[Pointing records]
▶
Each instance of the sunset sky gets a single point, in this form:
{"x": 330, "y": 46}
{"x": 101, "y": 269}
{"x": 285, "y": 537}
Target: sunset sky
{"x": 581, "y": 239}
◀
▶
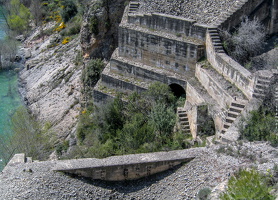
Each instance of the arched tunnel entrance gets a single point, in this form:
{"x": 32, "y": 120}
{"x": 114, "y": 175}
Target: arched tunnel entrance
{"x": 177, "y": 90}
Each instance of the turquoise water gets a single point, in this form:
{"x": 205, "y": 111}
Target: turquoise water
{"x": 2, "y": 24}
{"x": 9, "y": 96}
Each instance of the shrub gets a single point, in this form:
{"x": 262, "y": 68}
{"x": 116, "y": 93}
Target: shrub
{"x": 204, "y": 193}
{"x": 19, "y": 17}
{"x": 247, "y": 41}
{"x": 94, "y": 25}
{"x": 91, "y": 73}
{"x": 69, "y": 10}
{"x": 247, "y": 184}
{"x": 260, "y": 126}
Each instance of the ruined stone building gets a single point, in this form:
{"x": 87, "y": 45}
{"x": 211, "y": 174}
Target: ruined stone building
◀
▶
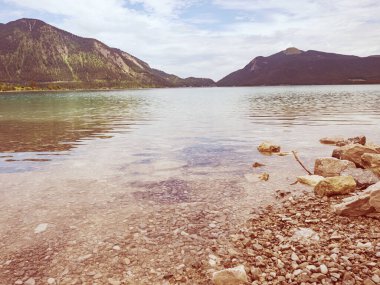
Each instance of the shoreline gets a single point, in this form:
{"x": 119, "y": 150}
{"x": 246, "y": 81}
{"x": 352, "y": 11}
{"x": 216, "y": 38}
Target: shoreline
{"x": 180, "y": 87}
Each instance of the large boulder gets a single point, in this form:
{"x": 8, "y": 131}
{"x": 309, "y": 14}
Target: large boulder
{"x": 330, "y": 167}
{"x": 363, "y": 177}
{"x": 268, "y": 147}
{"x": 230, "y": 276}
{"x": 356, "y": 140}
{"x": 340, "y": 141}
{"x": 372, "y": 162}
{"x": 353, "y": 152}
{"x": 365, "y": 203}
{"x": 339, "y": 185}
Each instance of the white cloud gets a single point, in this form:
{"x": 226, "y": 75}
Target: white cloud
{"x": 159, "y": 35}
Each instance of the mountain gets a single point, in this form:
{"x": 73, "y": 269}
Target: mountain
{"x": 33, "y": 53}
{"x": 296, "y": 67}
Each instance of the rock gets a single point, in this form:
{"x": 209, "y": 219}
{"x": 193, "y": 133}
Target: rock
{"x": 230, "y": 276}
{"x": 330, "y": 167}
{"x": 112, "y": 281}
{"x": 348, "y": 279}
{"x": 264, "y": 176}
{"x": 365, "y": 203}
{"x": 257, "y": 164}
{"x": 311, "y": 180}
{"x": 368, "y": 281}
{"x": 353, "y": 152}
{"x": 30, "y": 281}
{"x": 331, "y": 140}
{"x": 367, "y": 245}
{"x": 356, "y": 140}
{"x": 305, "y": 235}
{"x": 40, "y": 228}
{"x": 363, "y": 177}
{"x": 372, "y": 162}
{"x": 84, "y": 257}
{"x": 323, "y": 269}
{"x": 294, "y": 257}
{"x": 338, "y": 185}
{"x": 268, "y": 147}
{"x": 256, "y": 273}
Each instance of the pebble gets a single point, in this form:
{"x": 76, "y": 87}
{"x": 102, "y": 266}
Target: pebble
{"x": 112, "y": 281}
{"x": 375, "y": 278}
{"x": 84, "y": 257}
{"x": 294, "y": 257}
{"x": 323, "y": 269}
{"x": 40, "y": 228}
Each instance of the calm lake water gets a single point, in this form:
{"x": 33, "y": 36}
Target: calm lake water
◀
▸ Task:
Rewrite the material from the line containing "Each instance of the ruined" up to and including the line containing "Target: ruined stone building" as a numbered list, leaving out any blank lines.

▸ Reply to the exercise:
1. Each instance of the ruined stone building gets a single point, in this form:
2. {"x": 87, "y": 45}
3. {"x": 211, "y": 174}
4. Target: ruined stone building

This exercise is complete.